The exercise
Please quote the material exactly, every line of it.

Given data
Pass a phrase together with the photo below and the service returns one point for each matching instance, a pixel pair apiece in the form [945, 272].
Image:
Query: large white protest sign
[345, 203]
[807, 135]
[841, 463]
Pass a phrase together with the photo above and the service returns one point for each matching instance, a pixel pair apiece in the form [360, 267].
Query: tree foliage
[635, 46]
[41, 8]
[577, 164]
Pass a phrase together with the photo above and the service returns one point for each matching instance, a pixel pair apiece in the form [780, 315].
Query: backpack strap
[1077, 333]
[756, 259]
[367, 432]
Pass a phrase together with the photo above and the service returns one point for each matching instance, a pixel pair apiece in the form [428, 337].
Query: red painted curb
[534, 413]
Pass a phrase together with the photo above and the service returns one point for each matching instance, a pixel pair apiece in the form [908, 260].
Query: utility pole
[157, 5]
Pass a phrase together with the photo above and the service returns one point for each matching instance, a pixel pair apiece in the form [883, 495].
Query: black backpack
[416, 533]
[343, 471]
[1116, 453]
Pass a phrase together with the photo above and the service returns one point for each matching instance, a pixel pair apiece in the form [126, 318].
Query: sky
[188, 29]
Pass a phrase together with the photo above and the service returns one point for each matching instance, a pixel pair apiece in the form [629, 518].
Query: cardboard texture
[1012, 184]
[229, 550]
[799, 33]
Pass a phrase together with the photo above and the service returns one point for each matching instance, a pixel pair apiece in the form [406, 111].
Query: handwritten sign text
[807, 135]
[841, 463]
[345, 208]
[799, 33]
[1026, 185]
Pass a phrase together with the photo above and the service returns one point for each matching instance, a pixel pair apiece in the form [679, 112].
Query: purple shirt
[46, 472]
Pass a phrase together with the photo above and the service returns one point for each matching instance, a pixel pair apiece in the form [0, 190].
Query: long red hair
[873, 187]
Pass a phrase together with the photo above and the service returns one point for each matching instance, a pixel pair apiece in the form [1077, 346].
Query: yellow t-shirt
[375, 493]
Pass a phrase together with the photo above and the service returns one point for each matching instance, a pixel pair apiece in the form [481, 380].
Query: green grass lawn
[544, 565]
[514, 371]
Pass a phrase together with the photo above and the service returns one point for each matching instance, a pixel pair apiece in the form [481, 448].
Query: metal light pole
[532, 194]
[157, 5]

Full solution
Pass a phrase together with the photo below and the service returns one point for each matching instance, a pixel pair apiece in the form [945, 272].
Image:
Query: large white protest sign
[345, 203]
[807, 135]
[841, 463]
Pass a phrase together with the photo above and the service returns one point for each matching instance, a pixel pair apiece in the form [360, 267].
Query: tree foliage
[635, 46]
[41, 8]
[577, 164]
Pass a phrase together with the photo above and the service returns one point for each matching instance, a pixel pair apiece in the form [780, 315].
Query: backpack strap
[1077, 333]
[756, 259]
[367, 432]
Pass a phrase together with the photo above and the service returns one point for each matching instance, a pixel pair apiece in the form [428, 337].
Query: red painted curb
[534, 413]
Pass a phrase together with the photo above and the service returns one point for each matching instance, a pixel pair apiece in the form [908, 260].
Query: utility pole
[157, 5]
Pass a phrase together with the photo above and the service returns one point for each matching instance, a pixel pair apiece in the form [883, 495].
Query: black backpack
[416, 533]
[343, 471]
[1116, 453]
Pass a phrase together with the photo above and the service returns one point for each matching instance, a pixel pair apiece in the form [126, 318].
Query: sky
[188, 29]
Pass a phrase together with the photo above and the service returns one point for each matching instance, a pixel pair apiece in the form [629, 518].
Query: cardboard texture
[1012, 184]
[229, 550]
[799, 33]
Pass a phrase together with the photo above and the service returns one point for each matching instance, a pixel pair apiece in the form [406, 111].
Query: handwritten sign text
[807, 135]
[841, 463]
[345, 208]
[799, 33]
[1026, 185]
Pass a phrase together with the photo above and the service returns one point for each matching instance, a pixel pair apiece in the form [679, 112].
Query: purple shirt
[46, 472]
Pass a phrase together with the photo above and the service returns one point for each matching instance, a pixel pair apiece in the form [0, 190].
Query: long red hair
[873, 187]
Pass a phrase together with the photo above and the service returns one point for each matching instance, a pixel pair apiece in the form [1077, 346].
Query: yellow t-shirt
[375, 493]
Pass a phrase together with the photo above and the service returns one point for each matching instance, a pixel pair apiece in the form [481, 380].
Query: green grass lawn
[544, 565]
[514, 371]
Pass a phrase together with the photo above and the service returns one point for each matching instance, a pixel pair apiece in the form [481, 448].
Query: metal light pole
[532, 194]
[157, 5]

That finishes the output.